**GOAL OF THE EXERCISE**
Resume the passage on Epps's career in medical education and continue it from its last sentence.

In 1993, Epps was commissioned by the Institute of Medicine, National Academy of Sciences to write "Increasing Minority Participation in the Health Professions—The Problem of Under-representation and An Inventory and Analysis of Effective Strategies and Problems."

In addition to publishing journal articles and scientific reviews, Epps co-authored "An Act of Grade: The Right Side of History", a book detailing the history of Meharry Medical College over 133 years of its development.

==Career==
Starting in 1953, Epps first worked as a technologist in the clinical laboratories of Our Lady of Mercy Hospital in Cincinnati and Flint Goodridge Hospital in New Orleans. In 1954, she became an instructor and acting head of the medical technology department Xavier University of Louisiana until 1961.

In 1961, Epps began work at Howard University College of Medicine as an assistant professor of microbiology. At the same time, she began doctoral research on immunological responses in chick embryos to grafts. She was awarded a PhD in 1966. In 1969, Epps began work as an assistant professor at Johns Hopkins University School of Medicine, where she was awarded a U.S. Public Health Service Faculty Research Fellowship.

After being awarded a second research fellowship in 1969 at Tulane University, Epps became an assistant professor of medicine in 1971. During this time, Epps extended the work she had done at Howard and developed MEdREP, the Medical Education Reinforcement and Enrichment Program. It is a summer program intended to provide minority students interested in a career in the medical field with opportunities to learn about a career in medicine and prepare them to become competitive candidates for medical school. In 1975, Epps became the Director of Medicine at the Tulane Medical Center. In 1980, she was promoted to the assistant dean of student services.

In 1997, Epps became the first female dean of the School of Medicine at Meharry Medical College. At the time, she was also the only African-American woman with a Ph.D. to become dean of a U.S. medical school. As of 1999, Epps was the interim vice-president for academic affairs at Tulane. In 2013, at the age of 83, Epps became the president and CEO of the School of Medicine at Meharry Medical College, possibly the first African-American woman with a PhD to lead a medical school. Epps spent sixty-two years working in medical education.

**PROVIDED MATERIAL**
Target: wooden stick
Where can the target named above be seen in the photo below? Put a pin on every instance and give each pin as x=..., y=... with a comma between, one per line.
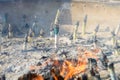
x=57, y=15
x=75, y=31
x=84, y=25
x=112, y=71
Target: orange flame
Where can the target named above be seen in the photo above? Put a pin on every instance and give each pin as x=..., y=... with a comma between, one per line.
x=70, y=68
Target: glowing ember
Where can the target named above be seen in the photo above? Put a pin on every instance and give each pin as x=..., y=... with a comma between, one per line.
x=70, y=68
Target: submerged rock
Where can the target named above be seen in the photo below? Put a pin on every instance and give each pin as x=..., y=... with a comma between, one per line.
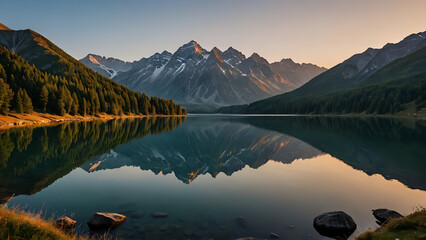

**TASK OUTPUT**
Epps died in 2017 and was funeralized by Auxiliary Bishop Fernand Cheri III at the Cathedral-Basilica of Saint Louis in New Orleans.

== Boards and committees ==
Epps held key appointments on boards and committees that reflected her commitment to improving the medical sciences for minorities.

Epps served as a member of the Minority Health Advisory Committee for the Centers for Disease Control, Department of Health and Human Services and the National Board of Medical Examiners. Epps was also an emeritus member of the Georgetown University Board of Regents.

== Awards and honors ==
In 1966, Epps was awarded a U.S. Public Health Service Faculty Research Fellowship while conducting research at Johns Hopkins University School of Medicine.

In 1969, Epps was awarded a second research fellowship to continue her work at Tulane University.

In 2008, The Anna C. Epps, PhD - Morris A. Spirtes, MD Fund was established by Dr. Jim Doty, who attended the summer MEdREP program at Tulane in 1975. This fund endows two chairs and funds scholarships to assist economically disadvantaged students and is one of the largest gifts made to the Tulane School of Medicine.

The Anna Cherrie Epps, Ph.D., Center for Educational Development and Support was established in 2007 at Meharry Medical College in honor of Dr. Epps efforts to foster excellence in teaching and learning medicine.

==Personal life==
Epps was married to Dr. Joseph M. Epps. She was Catholic.